• _Text extract_

Then there’s the Identity Crisis-like failure of the narrative. The problem with Identity Crisis was that the mind-wiping was completely unrelated to Sue Dibny’s murder. The mind-wiping should have somehow caused Sue’s death -- for example, Doctor Light murdering Sue in revenge, or some villains brainwashing Jean to get back at the heroes for what they did to Doctor Light.

There’s a similar problem here. In 258, Doom kidnapped and restored Terrax’s power to set him against the Fantastic Four. In 260, Doom confronts Terrax -- and Terrax turns the power cosmic on Doom to… fuse his armour. No, he doesn’t use the power cosmic to incinerate Doom, as he should have -- he fuses his armour. Great. Doom ends up dying later in the story (sort of) because he couldn’t get out the way of Terrax -- but it’s just not the same. If Doom’s to die as collateral damage, well -- Byrne should have just had Doom walk over a manhole and been done with it.

A premise creates an expectation -- in this case, that Doom would face a serious consequence for unleashing Terrax’s evil. Having Terrax only fuse Doom’s armour isn’t enough.

And the Silver Surfer! Three members of the Fantastic Four are losing against Terrax -- so, the Silver Surfer flies in and defeats Terrax. Sorry, what’s the title of this comic again? Oh, right -- the Fantastic Four. To the protagonists go the climax. Since this arc was set up to have a special focus on Doom, it would even have been alright for Doom to get the climax. But, no, it goes to the Silver Surfer.

Ann Nocenti used the same device in Daredevil 282 -- with the same character, actually. But it worked there because Daredevil was hopelessly outclassed fighting Mephisto. Also, Nocenti made the structural choice of not showing us the result of the fight between Mephisto and the Silver Surfer -- instead, the action followed Daredevil. The Fantastic Four had at the point of this story defeated Galactus several times. Even without Reed, Terrax is a threat they should have been able to handle. Having the Silver Surfer defeat Terrax instead is like reading all 7 Harry Potter books and then seeing Neville defeat Lord Voldemort while Harry’s in bed with a bad cold.

Worst of all, this issue -- the climax of a major story arc -- is just a glorified set-up for another story. Reed’s missing, where could he be? This should be the satisfying conclusion to a battle between the Fantastic Four and Doctor Doom. That’s what we were promised. Instead, because of this new plot point Reed’s absent and the chief conflict between Doom and the Fantastic Four is gone. Worse, the story focuses on Reed’s absence so much that it actually prevents the current arc from having a satisfying climax. So, what should have been the thrilling conclusion to a three part story is just… the prelude for another, less important story. Pathetic. It would have been more acceptable to lead in to the new story after the battle with Doom.

• _Given information_
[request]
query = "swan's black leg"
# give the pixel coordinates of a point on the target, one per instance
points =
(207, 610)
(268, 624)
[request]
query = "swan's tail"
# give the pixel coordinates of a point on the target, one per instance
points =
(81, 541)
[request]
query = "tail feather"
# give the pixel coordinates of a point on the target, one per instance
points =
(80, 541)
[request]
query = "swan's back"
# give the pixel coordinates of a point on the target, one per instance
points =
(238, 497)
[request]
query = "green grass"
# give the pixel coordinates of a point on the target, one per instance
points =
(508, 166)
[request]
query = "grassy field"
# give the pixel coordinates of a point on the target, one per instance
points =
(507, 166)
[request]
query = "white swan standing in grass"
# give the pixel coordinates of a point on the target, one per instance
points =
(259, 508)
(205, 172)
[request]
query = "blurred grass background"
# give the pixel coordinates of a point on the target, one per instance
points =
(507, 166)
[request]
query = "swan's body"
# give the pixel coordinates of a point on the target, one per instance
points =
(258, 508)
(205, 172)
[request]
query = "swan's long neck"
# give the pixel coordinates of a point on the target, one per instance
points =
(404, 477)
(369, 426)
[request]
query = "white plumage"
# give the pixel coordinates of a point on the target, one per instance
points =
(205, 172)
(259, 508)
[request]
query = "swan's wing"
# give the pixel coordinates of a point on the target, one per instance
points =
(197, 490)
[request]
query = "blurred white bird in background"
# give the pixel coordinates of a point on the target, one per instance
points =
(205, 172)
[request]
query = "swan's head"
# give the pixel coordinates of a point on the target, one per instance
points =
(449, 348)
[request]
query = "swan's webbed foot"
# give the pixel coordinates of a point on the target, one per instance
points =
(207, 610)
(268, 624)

• _Exercise A_
Do these statements agree with the comic review? Answer yes or no to each, and quote the words from the review that decide it. (i) In 258, Doom restored Terrax's power to set him against the Fantastic Four. (ii) Terrax uses the power cosmic to incinerate Doom. (iii) In Daredevil 282, the result of the fight between Mephisto and the Silver Surfer is shown.
• _Exercise B_
Please output the part of the comic review that starts with "A premise creates" and goes on through "armour isn’t enough.".
The records were taken from a separate source.

• _Right answer A_
(i) Yes: "In 258, Doom kidnapped and restored Terrax’s power to set him against the Fantastic Four."
(ii) No: "No, he doesn’t use the power cosmic to incinerate Doom, as he should have -- he fuses his armour."
(iii) No: "Nocenti made the structural choice of not showing us the result of the fight between Mephisto and the Silver Surfer"

• _Right answer B_
A premise creates an expectation -- in this case, that Doom would face a serious consequence for unleashing Terrax’s evil. Having Terrax only fuse Doom’s armour isn’t enough.